BEGIN PASSAGE
When I was 13, I had an unusual fainting episode and woke up with a gash under my right eye, just above my cheek, that required 10 stitches. That was also the summer I got braces—an awkward beginning to my teenage years.

We did everything we could to lessen the scar—my mom was so diligent to carefully apply vitamin E oil to my skin every night. But even now, decades later, the scar remains. Most people never notice it.

But I do.

Especially when I smile—my face crinkles asymmetrically just above my right cheek.

Isn’t that odd? A mark left by a deep wound is most visible in my moments of joy.

I think there’s something to that—how joy and pain can live side by side. How one can provoke the other. In the beauty of a lovely, ordinary day, grief can brush up against happiness and quietly reveal itself.

I recently read the phrase “grief doesn’t have a finish line” and I’ve been ruminating on that. When I lost my mom, I knew the first year would be the hardest. But I think, quietly, I had hoped the sadness would ease off quickly.

Truthfully, it hasn’t.

This summer has only amplified my grief: remembering dates and appointments and moments that would become our “lasts.”
END PASSAGE
Quote the entire passage about the scar and grief word for word.
BEGIN AVAILABLE DATA
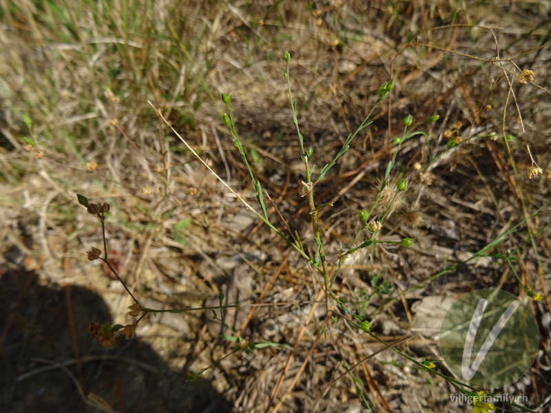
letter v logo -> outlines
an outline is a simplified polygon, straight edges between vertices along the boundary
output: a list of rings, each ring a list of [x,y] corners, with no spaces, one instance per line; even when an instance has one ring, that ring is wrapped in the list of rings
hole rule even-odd
[[[497,336],[499,335],[499,333],[501,332],[501,330],[503,329],[503,327],[505,327],[507,321],[511,318],[512,313],[514,313],[515,310],[520,306],[520,301],[514,301],[509,304],[509,306],[507,307],[507,309],[501,315],[501,317],[499,317],[499,319],[497,320],[493,328],[492,328],[492,331],[488,335],[486,339],[484,340],[482,347],[479,350],[477,353],[477,357],[475,357],[475,360],[471,365],[470,359],[472,354],[472,346],[475,343],[475,339],[477,337],[477,332],[480,326],[480,321],[482,319],[482,316],[484,315],[484,310],[487,304],[488,300],[484,298],[478,301],[477,308],[475,309],[475,313],[472,313],[472,318],[470,319],[469,329],[467,330],[467,337],[465,339],[465,346],[463,348],[463,359],[461,364],[461,375],[466,380],[470,380],[475,377],[475,374],[477,372],[478,368],[480,367],[480,365],[484,360],[484,357],[486,357],[488,352],[490,351],[490,348],[495,341]]]
[[[440,352],[450,371],[471,385],[499,388],[518,380],[539,346],[530,308],[502,290],[477,290],[459,297],[444,316]]]

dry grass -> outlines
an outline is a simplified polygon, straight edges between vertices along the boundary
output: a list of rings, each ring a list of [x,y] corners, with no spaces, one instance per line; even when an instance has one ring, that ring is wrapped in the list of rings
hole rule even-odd
[[[434,335],[419,334],[414,303],[481,288],[526,299],[512,269],[544,298],[526,300],[541,353],[505,391],[543,405],[551,387],[548,1],[61,3],[0,1],[0,410],[352,412],[364,408],[363,394],[380,412],[470,410],[450,401],[448,381],[374,336],[400,341],[417,360],[439,359]],[[334,204],[319,215],[330,269],[359,230],[358,211],[377,198],[402,120],[413,115],[410,130],[427,133],[400,147],[393,177],[409,187],[378,236],[413,245],[361,250],[333,286],[373,336],[339,315],[318,273],[257,224],[147,103],[254,204],[222,122],[219,96],[229,93],[271,222],[296,231],[313,256],[284,50],[318,171],[381,84],[395,80],[373,123],[315,187],[318,205]],[[504,60],[492,64],[497,50]],[[519,84],[519,70],[534,70],[534,83]],[[439,121],[424,123],[434,114]],[[462,141],[451,150],[450,134]],[[528,180],[534,162],[543,174]],[[226,321],[248,340],[282,346],[233,354],[194,386],[183,384],[185,372],[230,352],[210,312],[149,317],[138,339],[98,348],[88,324],[131,322],[132,301],[107,268],[87,260],[103,241],[77,193],[110,203],[111,262],[145,306],[216,306],[220,290],[229,304],[273,304],[228,310]],[[497,255],[508,252],[512,267]],[[383,279],[390,293],[366,299]],[[436,370],[449,374],[444,363]],[[90,392],[100,399],[85,405]]]

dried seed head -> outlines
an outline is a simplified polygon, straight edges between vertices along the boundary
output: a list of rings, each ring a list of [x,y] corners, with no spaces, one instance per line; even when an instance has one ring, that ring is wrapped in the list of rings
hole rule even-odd
[[[98,163],[95,160],[90,160],[86,162],[86,170],[92,172],[98,168]]]
[[[534,176],[537,176],[538,175],[541,175],[543,173],[543,171],[541,170],[538,166],[532,167],[532,169],[526,172],[526,178],[528,179],[532,179]]]
[[[126,339],[133,339],[136,337],[136,324],[128,324],[123,328],[123,335]]]
[[[525,69],[522,73],[519,75],[519,81],[521,85],[526,85],[528,82],[530,83],[534,81],[534,71]]]

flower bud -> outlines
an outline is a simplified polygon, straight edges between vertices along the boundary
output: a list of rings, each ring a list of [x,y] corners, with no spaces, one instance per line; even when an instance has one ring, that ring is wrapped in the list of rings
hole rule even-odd
[[[375,233],[378,231],[381,231],[381,229],[383,227],[383,225],[382,224],[377,221],[371,221],[367,226],[371,232]]]
[[[369,213],[367,212],[366,209],[362,209],[360,212],[357,213],[357,216],[360,218],[360,220],[364,223],[367,222],[367,220],[369,219]]]
[[[405,191],[408,188],[408,180],[402,178],[396,183],[396,188],[398,191]]]
[[[95,246],[92,246],[92,250],[86,251],[86,253],[88,255],[88,260],[90,261],[94,261],[99,258],[99,256],[101,255],[101,250]]]
[[[86,210],[90,215],[98,215],[100,213],[101,208],[98,204],[88,204]]]
[[[227,127],[231,127],[231,121],[229,120],[229,116],[228,116],[226,114],[224,114],[224,116],[222,117],[222,119],[224,120],[224,123],[226,125]]]

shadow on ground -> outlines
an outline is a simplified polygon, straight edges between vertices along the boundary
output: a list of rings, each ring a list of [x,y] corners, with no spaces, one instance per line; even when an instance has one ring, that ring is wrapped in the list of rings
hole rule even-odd
[[[186,384],[184,373],[139,339],[99,347],[87,327],[110,319],[102,298],[82,287],[41,286],[37,278],[0,268],[0,412],[231,411],[209,382]],[[104,407],[85,403],[89,395]]]

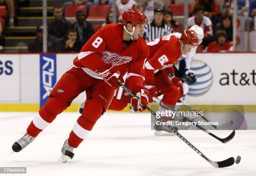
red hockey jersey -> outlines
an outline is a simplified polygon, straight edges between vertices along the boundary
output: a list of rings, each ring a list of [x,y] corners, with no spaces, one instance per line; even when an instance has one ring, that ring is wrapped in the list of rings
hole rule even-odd
[[[167,74],[174,73],[173,64],[182,55],[179,38],[174,35],[161,37],[147,43],[150,56],[145,64],[144,84],[154,84],[154,74],[157,70],[164,70]]]
[[[123,37],[120,24],[101,28],[84,45],[74,60],[74,66],[82,68],[92,77],[102,79],[95,71],[103,66],[112,65],[120,72],[120,77],[128,72],[128,81],[136,86],[143,86],[148,48],[141,37],[129,44],[124,42]],[[132,91],[133,88],[130,88]]]

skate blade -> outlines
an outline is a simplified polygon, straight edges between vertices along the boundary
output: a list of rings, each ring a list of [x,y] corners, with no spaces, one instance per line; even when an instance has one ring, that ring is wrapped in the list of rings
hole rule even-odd
[[[169,133],[164,131],[158,131],[155,130],[154,135],[156,136],[173,136],[175,134],[173,133]]]
[[[63,155],[61,153],[61,155],[59,158],[59,161],[62,162],[62,163],[66,163],[68,160],[71,159],[71,158],[67,155]]]
[[[17,153],[17,152],[15,152],[14,151],[12,150],[12,151],[11,152],[11,154],[15,153]]]

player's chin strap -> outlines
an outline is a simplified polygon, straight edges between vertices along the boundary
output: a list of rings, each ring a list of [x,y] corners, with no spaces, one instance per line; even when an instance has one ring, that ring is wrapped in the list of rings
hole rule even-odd
[[[131,39],[132,39],[132,40],[134,41],[134,40],[133,40],[133,33],[134,33],[134,31],[135,31],[135,27],[133,27],[133,32],[130,32],[126,30],[126,28],[125,26],[124,25],[123,26],[123,28],[125,29],[125,30],[127,33],[128,33],[130,34],[130,35],[131,35]]]
[[[182,51],[182,54],[186,55],[184,54],[184,51],[183,51],[183,49],[182,48],[183,48],[183,46],[184,46],[184,44],[183,42],[182,42],[180,40],[179,40],[179,46],[180,46],[180,50]]]

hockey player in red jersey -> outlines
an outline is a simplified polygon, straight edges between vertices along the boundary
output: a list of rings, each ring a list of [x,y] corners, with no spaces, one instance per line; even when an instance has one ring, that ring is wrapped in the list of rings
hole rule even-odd
[[[200,33],[202,29],[200,28]],[[194,51],[200,43],[198,35],[192,29],[187,29],[181,36],[173,34],[161,37],[147,43],[149,46],[150,54],[146,62],[146,79],[144,86],[149,91],[149,102],[152,102],[153,97],[163,95],[161,101],[174,109],[175,105],[183,94],[182,84],[179,77],[174,76],[174,64],[182,54],[186,55],[192,51]],[[125,82],[127,86],[129,83]],[[118,92],[122,92],[119,88]],[[109,109],[121,110],[126,107],[130,98],[125,93],[118,92],[112,100]],[[118,96],[121,95],[121,99]],[[166,110],[161,106],[159,111]],[[164,117],[165,118],[165,117]],[[166,118],[166,120],[170,118]],[[166,130],[165,126],[155,126],[156,135],[171,134],[170,130]],[[164,129],[163,128],[164,128]],[[165,131],[168,133],[166,133]]]
[[[198,42],[195,32],[187,29],[180,37],[170,34],[147,43],[150,54],[145,64],[144,84],[148,89],[150,102],[152,101],[152,97],[162,94],[164,95],[162,99],[164,102],[173,107],[175,105],[183,94],[183,87],[179,78],[174,76],[173,64],[182,54],[186,55],[195,49]],[[125,77],[124,79],[125,78]],[[128,82],[126,82],[125,84],[129,86]],[[129,102],[130,97],[122,93],[122,89],[118,91],[115,98],[109,107],[110,110],[121,110]]]
[[[128,72],[129,88],[137,95],[132,106],[140,110],[148,102],[148,92],[143,87],[144,64],[149,54],[140,35],[147,18],[140,11],[128,9],[123,14],[123,23],[106,25],[84,45],[73,65],[64,73],[50,93],[27,129],[27,132],[13,145],[18,152],[30,143],[73,100],[86,91],[87,97],[82,115],[77,119],[61,149],[60,160],[74,157],[77,148],[108,109],[117,79]],[[132,84],[131,83],[132,82]]]

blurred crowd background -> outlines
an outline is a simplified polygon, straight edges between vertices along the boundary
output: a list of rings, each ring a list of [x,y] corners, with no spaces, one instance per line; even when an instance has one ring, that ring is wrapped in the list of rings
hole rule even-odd
[[[101,26],[121,23],[121,15],[134,8],[147,15],[142,36],[149,41],[197,24],[204,31],[198,52],[232,52],[234,3],[232,0],[188,0],[184,24],[184,0],[48,0],[47,50],[78,52]],[[237,51],[256,51],[256,0],[237,0]],[[0,52],[41,52],[42,0],[0,0]]]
END AVAILABLE DATA
EXERCISE RESULT:
When I was 13, I had an unusual fainting episode and woke up with a gash under my right eye, just above my cheek, that required 10 stitches. That was also the summer I got braces—an awkward beginning to my teenage years.

We did everything we could to lessen the scar—my mom was so diligent to carefully apply vitamin E oil to my skin every night. But even now, decades later, the scar remains. Most people never notice it.

But I do.

Especially when I smile—my face crinkles asymmetrically just above my right cheek.

Isn’t that odd? A mark left by a deep wound is most visible in my moments of joy.

I think there’s something to that—how joy and pain can live side by side. How one can provoke the other. In the beauty of a lovely, ordinary day, grief can brush up against happiness and quietly reveal itself.

I recently read the phrase “grief doesn’t have a finish line” and I’ve been ruminating on that. When I lost my mom, I knew the first year would be the hardest. But I think, quietly, I had hoped the sadness would ease off quickly.

Truthfully, it hasn’t.

This summer has only amplified my grief: remembering dates and appointments and moments that would become our “lasts.”